▸ Consigne 1
Répondez aux questions suivantes sur l'extrait choisi.
(a) Quel pourcentage des droits dus représente la majoration d'impôt infligée à la requérante ?
(b) Quel exercice d'imposition concerne la déclaration fiscale en cause ?
(c) Selon la requérante, sur quoi portait le litige, et non sur l'établissement de l'impôt ?

▸ Extrait choisi
☆ ☆ ☆
44. La requérante soutient que le litige constitue non seulement une contestation portant sur une accusation en matière pénale mais également une contestation portant sur des droits et obligations de caractère civil puisque l’objet de la procédure portait selon elle sur la prescription de l’action en recouvrement d’un impôt contesté, et non pas sur le droit de l’État d’imposer une charge fiscale à un citoyen. Dès lors que le litige portait en l’espèce sur le recouvrement d’une créance et non pas sur l’établissement de l’impôt, il n’existerait aucun motif pour soustraire le litige à l’application de l’article 6 § 1 de la Convention en son volet civil.

b) Appréciation de la Cour

45. La présente affaire a trait à une procédure relative à une décision prise par l’administration fiscale d’infliger à la requérante un redressement fiscal ainsi qu’une majoration d’impôt représentant 10 % des droits dont la requérante fut jugée redevable, en raison d’erreurs qu’elle avait commises dans sa déclaration fiscale relative à l’exercice d’imposition 1993.

46. En ce qui concerne le volet civil de l’article 6, la Cour a jugé à de nombreuses reprises qu’il n’est pas applicable à l’établissement de l’imposition et aux majorations d’impôt (voir, parmi d’autres, Ferrazzini c. Italie [GC], no 44759/98, § 29, CEDH 2001‑VII, Jussila c. Finlande [GC], no 73053/01, § 29, CEDH 2006‑XIV, et, plus récemment, Formela c. Pologne (déc.), no 31651/08, § 127, 5 février 2019).
☆ ☆ ☆
▸ Données de l'exercice
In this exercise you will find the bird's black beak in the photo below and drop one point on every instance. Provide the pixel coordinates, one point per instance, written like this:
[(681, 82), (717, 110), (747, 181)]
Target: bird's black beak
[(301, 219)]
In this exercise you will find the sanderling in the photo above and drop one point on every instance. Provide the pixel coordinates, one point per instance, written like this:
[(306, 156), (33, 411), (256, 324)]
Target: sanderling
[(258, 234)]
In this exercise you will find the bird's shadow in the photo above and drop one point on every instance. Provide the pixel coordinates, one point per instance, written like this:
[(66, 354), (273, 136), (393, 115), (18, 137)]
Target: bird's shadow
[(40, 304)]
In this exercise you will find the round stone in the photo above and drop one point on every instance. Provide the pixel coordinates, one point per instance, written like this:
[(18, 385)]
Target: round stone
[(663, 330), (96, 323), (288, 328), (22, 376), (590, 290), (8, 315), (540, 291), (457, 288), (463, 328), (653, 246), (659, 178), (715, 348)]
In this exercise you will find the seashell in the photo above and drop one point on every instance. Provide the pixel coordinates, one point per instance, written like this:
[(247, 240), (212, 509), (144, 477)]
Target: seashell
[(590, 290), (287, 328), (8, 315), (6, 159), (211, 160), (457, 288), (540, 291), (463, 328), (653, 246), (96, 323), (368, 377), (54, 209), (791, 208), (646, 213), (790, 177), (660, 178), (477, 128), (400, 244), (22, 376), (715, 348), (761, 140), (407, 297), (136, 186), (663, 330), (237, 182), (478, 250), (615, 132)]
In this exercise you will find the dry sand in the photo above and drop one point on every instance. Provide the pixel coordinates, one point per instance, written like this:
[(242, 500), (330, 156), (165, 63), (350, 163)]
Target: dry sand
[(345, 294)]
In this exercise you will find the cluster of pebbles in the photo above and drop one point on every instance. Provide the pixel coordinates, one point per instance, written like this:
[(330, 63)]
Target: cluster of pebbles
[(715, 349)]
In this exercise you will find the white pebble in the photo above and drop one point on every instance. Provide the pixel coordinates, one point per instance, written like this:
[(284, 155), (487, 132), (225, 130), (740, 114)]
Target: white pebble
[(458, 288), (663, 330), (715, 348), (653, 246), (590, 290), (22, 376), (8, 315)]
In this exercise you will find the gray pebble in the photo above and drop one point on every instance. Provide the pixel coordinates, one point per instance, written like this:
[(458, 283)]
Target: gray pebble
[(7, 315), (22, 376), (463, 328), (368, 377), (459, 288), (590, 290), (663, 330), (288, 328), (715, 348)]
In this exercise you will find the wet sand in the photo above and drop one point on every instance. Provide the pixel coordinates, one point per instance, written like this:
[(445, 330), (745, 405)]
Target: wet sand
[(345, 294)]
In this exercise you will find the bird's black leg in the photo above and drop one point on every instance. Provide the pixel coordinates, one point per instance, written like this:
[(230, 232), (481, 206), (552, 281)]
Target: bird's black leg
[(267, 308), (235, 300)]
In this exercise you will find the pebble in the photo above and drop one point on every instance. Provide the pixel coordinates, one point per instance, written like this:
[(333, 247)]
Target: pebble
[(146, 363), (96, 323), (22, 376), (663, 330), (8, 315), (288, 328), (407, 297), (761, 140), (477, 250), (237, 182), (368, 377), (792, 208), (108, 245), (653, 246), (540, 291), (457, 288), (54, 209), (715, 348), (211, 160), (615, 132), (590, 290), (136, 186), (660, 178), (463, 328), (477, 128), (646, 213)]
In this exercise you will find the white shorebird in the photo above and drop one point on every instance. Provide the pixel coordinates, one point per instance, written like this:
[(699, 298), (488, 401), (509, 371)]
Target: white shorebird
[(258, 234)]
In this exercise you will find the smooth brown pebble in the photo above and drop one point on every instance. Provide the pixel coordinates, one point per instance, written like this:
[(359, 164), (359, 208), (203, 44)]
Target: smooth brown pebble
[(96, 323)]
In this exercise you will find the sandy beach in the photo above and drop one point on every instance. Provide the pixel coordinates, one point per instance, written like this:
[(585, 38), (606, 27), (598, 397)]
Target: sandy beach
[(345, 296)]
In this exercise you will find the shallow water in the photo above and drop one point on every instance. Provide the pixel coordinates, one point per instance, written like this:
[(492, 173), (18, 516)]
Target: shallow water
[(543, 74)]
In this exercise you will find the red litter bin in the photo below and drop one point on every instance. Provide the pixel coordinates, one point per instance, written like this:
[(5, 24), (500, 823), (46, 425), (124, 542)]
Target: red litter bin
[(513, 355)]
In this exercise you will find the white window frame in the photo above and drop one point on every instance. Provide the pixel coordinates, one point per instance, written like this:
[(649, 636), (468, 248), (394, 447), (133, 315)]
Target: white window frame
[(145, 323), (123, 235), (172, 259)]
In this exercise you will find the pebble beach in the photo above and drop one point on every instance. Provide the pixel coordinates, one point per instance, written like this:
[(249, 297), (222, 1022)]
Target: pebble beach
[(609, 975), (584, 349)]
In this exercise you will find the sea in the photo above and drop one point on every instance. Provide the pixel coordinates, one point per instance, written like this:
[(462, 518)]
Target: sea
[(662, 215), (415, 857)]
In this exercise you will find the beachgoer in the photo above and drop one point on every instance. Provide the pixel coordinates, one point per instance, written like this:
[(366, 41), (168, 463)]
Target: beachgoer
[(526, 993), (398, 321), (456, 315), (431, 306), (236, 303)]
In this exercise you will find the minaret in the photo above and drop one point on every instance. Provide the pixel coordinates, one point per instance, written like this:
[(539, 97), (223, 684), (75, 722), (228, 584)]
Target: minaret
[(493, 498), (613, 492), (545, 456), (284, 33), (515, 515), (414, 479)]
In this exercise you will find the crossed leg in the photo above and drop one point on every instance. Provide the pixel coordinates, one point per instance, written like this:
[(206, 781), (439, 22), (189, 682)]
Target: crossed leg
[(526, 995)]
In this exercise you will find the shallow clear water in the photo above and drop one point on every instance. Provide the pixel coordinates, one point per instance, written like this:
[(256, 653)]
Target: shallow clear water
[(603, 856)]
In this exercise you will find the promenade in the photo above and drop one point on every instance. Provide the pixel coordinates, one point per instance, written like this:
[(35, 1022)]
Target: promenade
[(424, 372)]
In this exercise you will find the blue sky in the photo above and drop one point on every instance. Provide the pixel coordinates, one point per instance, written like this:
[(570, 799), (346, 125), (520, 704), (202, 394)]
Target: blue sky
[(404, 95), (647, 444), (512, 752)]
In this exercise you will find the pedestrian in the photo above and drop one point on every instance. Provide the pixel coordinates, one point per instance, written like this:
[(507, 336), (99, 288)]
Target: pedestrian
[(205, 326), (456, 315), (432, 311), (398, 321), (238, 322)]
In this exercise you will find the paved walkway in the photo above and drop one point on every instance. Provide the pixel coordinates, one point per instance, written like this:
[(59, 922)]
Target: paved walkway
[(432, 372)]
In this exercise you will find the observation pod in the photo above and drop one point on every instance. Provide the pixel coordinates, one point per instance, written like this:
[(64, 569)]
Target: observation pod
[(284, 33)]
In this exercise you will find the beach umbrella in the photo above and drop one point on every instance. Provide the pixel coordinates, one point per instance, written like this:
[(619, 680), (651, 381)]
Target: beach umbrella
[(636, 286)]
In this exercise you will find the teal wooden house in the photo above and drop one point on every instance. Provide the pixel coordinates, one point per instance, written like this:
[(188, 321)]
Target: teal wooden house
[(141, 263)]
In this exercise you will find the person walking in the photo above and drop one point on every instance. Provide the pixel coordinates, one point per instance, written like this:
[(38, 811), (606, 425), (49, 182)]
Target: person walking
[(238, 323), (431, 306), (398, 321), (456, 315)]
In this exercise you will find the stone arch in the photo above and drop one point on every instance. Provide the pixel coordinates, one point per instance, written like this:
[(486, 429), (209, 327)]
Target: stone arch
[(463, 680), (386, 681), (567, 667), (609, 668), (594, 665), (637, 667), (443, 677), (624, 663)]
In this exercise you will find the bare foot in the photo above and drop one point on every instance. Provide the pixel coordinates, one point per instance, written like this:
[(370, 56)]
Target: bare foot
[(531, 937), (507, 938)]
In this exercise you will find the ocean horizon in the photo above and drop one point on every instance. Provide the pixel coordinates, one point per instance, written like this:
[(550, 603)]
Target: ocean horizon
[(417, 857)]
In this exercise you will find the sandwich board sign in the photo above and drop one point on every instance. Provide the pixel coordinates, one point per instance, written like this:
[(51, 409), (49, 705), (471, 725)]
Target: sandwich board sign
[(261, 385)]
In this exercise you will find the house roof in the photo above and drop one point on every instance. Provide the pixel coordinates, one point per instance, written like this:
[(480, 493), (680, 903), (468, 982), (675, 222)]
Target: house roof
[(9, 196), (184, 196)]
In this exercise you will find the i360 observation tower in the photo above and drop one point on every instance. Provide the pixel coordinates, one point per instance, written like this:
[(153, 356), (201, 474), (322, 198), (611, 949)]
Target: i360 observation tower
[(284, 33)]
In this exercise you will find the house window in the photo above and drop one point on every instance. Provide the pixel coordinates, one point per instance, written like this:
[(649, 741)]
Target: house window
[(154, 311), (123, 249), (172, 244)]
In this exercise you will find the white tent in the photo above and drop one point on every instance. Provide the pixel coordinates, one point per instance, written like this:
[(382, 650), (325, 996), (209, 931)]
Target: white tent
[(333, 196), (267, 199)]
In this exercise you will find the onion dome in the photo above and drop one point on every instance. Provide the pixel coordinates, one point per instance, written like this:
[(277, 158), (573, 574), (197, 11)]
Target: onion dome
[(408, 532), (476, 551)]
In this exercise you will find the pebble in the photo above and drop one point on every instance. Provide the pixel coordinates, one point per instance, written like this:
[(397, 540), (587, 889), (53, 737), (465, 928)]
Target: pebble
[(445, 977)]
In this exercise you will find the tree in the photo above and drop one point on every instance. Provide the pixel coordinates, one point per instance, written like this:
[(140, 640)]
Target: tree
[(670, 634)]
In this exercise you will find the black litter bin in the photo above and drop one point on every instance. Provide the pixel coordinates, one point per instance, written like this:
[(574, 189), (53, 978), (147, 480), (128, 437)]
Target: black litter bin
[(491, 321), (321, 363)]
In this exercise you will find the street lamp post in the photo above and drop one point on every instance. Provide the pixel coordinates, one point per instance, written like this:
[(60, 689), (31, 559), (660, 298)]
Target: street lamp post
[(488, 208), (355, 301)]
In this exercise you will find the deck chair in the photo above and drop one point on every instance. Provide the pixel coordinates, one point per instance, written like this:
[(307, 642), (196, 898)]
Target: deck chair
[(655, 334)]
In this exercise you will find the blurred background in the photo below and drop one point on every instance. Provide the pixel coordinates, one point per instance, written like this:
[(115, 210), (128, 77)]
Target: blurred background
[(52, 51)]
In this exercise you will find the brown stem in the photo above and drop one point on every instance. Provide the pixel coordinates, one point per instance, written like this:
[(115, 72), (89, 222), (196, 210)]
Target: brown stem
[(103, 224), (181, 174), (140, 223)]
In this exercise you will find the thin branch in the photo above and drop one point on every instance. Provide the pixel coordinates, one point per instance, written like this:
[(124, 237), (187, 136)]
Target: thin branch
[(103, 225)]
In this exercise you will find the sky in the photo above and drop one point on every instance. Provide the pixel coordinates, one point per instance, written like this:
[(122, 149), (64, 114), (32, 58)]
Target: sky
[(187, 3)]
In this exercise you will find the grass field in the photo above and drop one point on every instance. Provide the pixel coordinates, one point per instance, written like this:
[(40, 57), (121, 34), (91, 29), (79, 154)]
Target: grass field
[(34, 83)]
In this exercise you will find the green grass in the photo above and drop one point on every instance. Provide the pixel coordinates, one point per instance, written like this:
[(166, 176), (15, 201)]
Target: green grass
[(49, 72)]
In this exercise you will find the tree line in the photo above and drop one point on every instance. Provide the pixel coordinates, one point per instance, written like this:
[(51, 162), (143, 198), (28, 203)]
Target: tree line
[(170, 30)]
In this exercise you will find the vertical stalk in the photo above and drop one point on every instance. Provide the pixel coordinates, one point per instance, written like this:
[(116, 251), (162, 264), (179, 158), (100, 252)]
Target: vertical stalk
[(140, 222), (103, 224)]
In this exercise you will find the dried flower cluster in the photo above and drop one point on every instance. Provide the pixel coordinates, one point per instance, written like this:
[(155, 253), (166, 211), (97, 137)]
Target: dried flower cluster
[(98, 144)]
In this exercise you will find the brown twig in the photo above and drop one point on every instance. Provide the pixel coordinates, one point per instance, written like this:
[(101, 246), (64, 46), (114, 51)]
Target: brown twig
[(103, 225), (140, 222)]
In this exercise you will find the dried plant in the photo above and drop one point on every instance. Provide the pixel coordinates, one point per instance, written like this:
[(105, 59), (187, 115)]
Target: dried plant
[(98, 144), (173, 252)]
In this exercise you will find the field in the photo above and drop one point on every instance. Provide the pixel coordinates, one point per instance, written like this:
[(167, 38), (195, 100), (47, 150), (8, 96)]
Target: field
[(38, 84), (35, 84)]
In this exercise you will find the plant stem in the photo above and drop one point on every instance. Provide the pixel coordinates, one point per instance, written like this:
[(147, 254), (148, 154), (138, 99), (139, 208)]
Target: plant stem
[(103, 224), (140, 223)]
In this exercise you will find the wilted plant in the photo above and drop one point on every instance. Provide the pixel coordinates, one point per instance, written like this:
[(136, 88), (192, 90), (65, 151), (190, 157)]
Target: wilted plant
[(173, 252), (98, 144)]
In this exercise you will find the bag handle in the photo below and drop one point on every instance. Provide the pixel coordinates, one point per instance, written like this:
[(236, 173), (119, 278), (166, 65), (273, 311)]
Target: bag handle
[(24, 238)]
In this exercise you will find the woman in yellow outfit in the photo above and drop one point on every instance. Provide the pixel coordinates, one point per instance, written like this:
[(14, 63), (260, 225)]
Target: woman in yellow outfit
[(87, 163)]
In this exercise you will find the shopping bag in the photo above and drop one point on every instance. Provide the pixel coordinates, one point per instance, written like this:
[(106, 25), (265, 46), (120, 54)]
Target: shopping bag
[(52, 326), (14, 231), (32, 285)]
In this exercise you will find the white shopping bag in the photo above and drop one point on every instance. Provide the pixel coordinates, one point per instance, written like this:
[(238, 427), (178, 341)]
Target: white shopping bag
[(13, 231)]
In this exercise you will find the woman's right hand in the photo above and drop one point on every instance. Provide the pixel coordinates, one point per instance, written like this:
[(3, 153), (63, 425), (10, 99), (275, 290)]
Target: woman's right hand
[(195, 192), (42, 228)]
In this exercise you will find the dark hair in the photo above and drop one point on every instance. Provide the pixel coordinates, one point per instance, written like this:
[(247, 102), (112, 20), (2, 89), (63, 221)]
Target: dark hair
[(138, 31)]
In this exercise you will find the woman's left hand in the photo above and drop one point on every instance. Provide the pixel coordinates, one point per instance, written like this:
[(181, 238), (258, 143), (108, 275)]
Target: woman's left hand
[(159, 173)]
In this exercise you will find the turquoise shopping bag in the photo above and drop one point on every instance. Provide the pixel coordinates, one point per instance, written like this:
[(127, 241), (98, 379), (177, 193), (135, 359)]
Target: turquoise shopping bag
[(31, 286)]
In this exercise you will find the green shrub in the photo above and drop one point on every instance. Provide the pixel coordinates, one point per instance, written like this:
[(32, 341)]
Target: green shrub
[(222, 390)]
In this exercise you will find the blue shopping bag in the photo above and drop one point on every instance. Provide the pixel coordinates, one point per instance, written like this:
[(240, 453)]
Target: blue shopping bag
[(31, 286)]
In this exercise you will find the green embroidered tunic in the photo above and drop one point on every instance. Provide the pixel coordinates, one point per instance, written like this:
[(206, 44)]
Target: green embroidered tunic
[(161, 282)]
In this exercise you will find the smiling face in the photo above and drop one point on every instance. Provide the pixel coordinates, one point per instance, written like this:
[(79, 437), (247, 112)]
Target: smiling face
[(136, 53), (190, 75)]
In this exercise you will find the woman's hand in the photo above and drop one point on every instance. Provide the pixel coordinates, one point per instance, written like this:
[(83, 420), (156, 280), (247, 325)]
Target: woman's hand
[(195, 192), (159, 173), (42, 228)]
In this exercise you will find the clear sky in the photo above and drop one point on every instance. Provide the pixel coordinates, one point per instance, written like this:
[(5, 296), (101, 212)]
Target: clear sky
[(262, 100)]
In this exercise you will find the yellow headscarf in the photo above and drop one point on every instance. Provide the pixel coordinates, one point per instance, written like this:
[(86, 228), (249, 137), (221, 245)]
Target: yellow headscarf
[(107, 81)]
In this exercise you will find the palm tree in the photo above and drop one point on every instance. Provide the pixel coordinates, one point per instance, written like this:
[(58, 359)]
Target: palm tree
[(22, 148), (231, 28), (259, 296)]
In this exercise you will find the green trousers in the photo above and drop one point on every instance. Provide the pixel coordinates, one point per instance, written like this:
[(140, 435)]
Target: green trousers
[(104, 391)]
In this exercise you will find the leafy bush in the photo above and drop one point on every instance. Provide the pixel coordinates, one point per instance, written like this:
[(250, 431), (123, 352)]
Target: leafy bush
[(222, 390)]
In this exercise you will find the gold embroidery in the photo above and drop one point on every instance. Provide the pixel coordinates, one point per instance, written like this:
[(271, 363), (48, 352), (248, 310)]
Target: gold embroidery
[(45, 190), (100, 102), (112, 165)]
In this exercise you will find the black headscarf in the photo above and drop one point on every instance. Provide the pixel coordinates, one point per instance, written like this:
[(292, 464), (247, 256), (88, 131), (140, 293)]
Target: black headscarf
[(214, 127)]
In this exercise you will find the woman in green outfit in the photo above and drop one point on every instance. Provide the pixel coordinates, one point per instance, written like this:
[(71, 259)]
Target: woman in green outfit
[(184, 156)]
☆ ☆ ☆
▸ Consigne 2
Dans les données de l'exercice, modifiez les lignes allant de celle qui contient « In this exercise you will find the wilted » jusqu'à celle qui contient « [(52, 326), (14, 231), (32, 285)] » incluse en remplaçant « yellow outfit » par « yellow dress ». Ne redonnez que ces lignes, sans autre changement.

▸ Corrigé 1
(a) 10 % des droits dont la requérante fut jugée redevable.
(b) L'exercice d'imposition 1993.
(c) Sur le recouvrement d'une créance.

▸ Corrigé 2
In this exercise you will find the wilted plant in the photo above and drop one point on every instance. Provide the pixel coordinates, one point per instance, written like this:
[(136, 88), (192, 90), (65, 151), (190, 157)]
Target: wilted plant
[(173, 252), (98, 144)]
In this exercise you will find the bag handle in the photo below and drop one point on every instance. Provide the pixel coordinates, one point per instance, written like this:
[(236, 173), (119, 278), (166, 65), (273, 311)]
Target: bag handle
[(24, 238)]
In this exercise you will find the woman in yellow dress in the photo above and drop one point on every instance. Provide the pixel coordinates, one point per instance, written like this:
[(14, 63), (260, 225)]
Target: woman in yellow dress
[(87, 163)]
In this exercise you will find the shopping bag in the photo above and drop one point on every instance. Provide the pixel coordinates, one point per instance, written like this:
[(106, 25), (265, 46), (120, 54)]
Target: shopping bag
[(52, 326), (14, 231), (32, 285)]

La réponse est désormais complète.